PROBLEM SET
1. In the species-at-risk funding excerpt, in what year was the Aboriginal Fund for Species at Risk established?
2. Write the next part of the species-at-risk funding excerpt, picking up after its final sentence.

EXCERPT PROVIDED
§

4.4.3 Aboriginal Fund for Species at Risk

The Aboriginal Fund for Species at Risk (AFSAR), established in 2004, helps Indigenous organizations and communities across Canada build capacity to participate in the conservation and recovery of species at risk. The program also helps to protect and recover critical habitat or habitat important for species at risk on or near First Nations reserve land or on land and waters traditionally used by Indigenous peoples.

AFSAR is co-managed by ECCC, DFO, and PCA, with the support of Indigenous and Northern Affairs Canada and the guidance of National Indigenous Organizations. It is administered by ECCC and DFO on a regional basis. Regional Management Teams include representatives from federal, provincial and territorial governments, Indigenous representatives, and various stakeholders. These teams provide advice on priorities and project selection for their regions.

The most complete data available for AFSAR at the end of 2017 is for the 2016-2017 fiscal year. Funding under AFSAR is separated into two distinct streams:

  1. the species at risk stream
  2. the prevention stream

The AFSAR Species at Risk Stream focuses on projects addressing the recovery of species at risk listed on Schedule 1 of SARA, targeting results in four main areas:

  • strengthening capacity in Indigenous communities for SARA implementation
  • mitigating threats to species at risk, be they individuals or populations
  • protecting, improving or managing critical and important habitat of species at risk; and
  • documenting and conserving Indigenous traditional knowledge and traditional ecological knowledge on species at risk and, where appropriate, helping ensure their use in the development of recovery objectives

During the 2016–2017 fiscal year the AFSAR species at risk stream:

  • provided $3.3 million to 30 new projects and 37 previously approved multi-year projects
  • leveraged additional funds that exceeded $3.3 million (cash and in kind)
  • involved 55 Indigenous organizations and communities as recipients

These contributions provided support to stewardship efforts across Canada that resulted in the securement and protection of just over 2,770 ha of land, including 60 ha through legally binding means, such as acquisition or conservation easements.

Non-legally binding protection was put in place through the use of written conservation agreements with landowners, which accounts for just over 2,700 ha, including renewed and new conservation agreements. The program also supported the improvement or restoration of more than 80 ha of land and 180 km of shoreline. Funded projects helped 98 SARA-listed species, mostly through increased Indigenous awareness of species at risk and through the development of strategies, guidelines and practices or the completion of monitoring studies, surveys and inventories.

2. The prevention stream

The AFSAR prevention stream focuses on projects addressing other species, beyond those listed on Schedule 1 of SARA, to prevent them from becoming a conservation concern. It targets the same results as the species at risk stream.

During the 2016–2017 fiscal year the AFSAR prevention stream:

  • provided over $1.2 million to 29 new and two previously approved multi-year projects to prevent species other than listed species at risk from becoming a conservation concern

These projects involved 26 Indigenous organizations and communities as recipients. These contributions also supported the improvement or restoration of more than 1,430 ha of land and 33 km of shoreline.

4.4.4 Interdepartmental Recovery Fund

Established in 2002, the Interdepartmental Recovery Fund (IRF), administered by ECCC, supports species at risk projects undertaken by federal government departments, agencies and Crown corporations (other than ECCC, DFO, and PCA). Funded projects predominantly occur on lands owned or administered by federal organizations and directly relate to the implementation of activities identified in recovery strategies or action plans, or surveys of species at risk.

§

Items from a dataset
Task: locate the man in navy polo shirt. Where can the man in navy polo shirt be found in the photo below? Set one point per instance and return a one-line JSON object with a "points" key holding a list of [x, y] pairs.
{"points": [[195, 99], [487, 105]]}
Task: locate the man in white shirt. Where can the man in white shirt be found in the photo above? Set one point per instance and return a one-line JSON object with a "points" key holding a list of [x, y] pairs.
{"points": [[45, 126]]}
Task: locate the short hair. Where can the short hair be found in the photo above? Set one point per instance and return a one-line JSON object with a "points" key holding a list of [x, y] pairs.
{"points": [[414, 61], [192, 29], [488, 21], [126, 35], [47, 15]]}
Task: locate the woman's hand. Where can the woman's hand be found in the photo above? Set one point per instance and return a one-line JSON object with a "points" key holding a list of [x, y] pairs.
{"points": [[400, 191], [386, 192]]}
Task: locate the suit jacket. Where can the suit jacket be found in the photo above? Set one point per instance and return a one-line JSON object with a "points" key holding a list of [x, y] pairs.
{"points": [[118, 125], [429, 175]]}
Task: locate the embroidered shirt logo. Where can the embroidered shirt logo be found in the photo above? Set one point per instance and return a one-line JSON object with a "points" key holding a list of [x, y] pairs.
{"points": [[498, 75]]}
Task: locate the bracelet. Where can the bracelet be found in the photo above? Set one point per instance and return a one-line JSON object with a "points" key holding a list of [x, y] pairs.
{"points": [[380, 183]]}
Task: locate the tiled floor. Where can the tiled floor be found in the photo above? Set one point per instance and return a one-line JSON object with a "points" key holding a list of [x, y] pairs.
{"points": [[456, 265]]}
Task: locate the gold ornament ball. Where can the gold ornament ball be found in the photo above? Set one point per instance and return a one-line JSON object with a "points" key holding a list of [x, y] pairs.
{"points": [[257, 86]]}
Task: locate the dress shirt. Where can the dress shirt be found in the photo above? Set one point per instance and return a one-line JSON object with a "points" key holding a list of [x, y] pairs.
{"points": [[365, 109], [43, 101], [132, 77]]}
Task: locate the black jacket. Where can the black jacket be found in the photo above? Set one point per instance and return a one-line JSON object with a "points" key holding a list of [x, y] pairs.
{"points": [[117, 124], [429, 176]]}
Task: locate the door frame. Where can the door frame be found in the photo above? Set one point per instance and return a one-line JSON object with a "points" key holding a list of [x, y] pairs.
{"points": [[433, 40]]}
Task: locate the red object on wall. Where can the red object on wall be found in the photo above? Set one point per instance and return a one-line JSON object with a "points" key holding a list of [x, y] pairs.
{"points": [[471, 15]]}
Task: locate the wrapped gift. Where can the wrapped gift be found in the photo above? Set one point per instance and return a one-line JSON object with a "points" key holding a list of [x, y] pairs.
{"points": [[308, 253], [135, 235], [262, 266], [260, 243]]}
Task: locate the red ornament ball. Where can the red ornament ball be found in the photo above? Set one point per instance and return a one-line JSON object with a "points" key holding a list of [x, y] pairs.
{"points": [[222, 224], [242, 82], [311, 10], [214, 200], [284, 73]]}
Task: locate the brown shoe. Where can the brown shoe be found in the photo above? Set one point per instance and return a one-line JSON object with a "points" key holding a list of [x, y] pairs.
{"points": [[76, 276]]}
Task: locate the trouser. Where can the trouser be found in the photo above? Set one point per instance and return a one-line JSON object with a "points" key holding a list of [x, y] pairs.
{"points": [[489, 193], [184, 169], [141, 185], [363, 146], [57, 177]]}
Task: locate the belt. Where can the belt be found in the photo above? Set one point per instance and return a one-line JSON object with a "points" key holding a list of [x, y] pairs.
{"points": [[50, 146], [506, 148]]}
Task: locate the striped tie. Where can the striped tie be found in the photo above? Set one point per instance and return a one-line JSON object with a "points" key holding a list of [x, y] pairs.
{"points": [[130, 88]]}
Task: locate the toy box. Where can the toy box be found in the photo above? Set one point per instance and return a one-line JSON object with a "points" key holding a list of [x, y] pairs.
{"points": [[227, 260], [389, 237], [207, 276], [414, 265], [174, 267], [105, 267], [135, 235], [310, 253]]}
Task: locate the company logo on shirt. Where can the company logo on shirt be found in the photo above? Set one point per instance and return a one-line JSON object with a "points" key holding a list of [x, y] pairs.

§

RESPONSES PER TASK
1. 2004

2.
Between its inception in 2002 and the end of March 2017, the IRF has invested over $22.5 million in more than 710 projects which supported recovery efforts for more than 310 SARA-listed species. In the 2016–2017 fiscal year, the IRF supported 15 projects in fourteen federal departments and one Crown corporation. Collectively, $702,000 in program funding and $1.02 million in leveraged funds (cash and in-kind) from project leads and other partners, supported recovery efforts for 42 SARA-listed species. In 2016–2017, 78% of program funds supported recovery actions, 16% supported surveys, and 6% supported planning activities.

4.5 Outreach and education

In 2017, ECCC produced and delivered information in various forms to educate Canadians about the role they can play in protecting species at risk and their habitats. There was also a strong focus on engaging other government departments to provide introductory training on SARA for employees who work directly with the Act.

ECCC continues to educate Canadians about species at risk through its longstanding partnership with the Canadian Wildlife Federation in delivering the Hinterland Who’s Who wildlife education program, and by developing and publishing species profiles on the species at risk public registry.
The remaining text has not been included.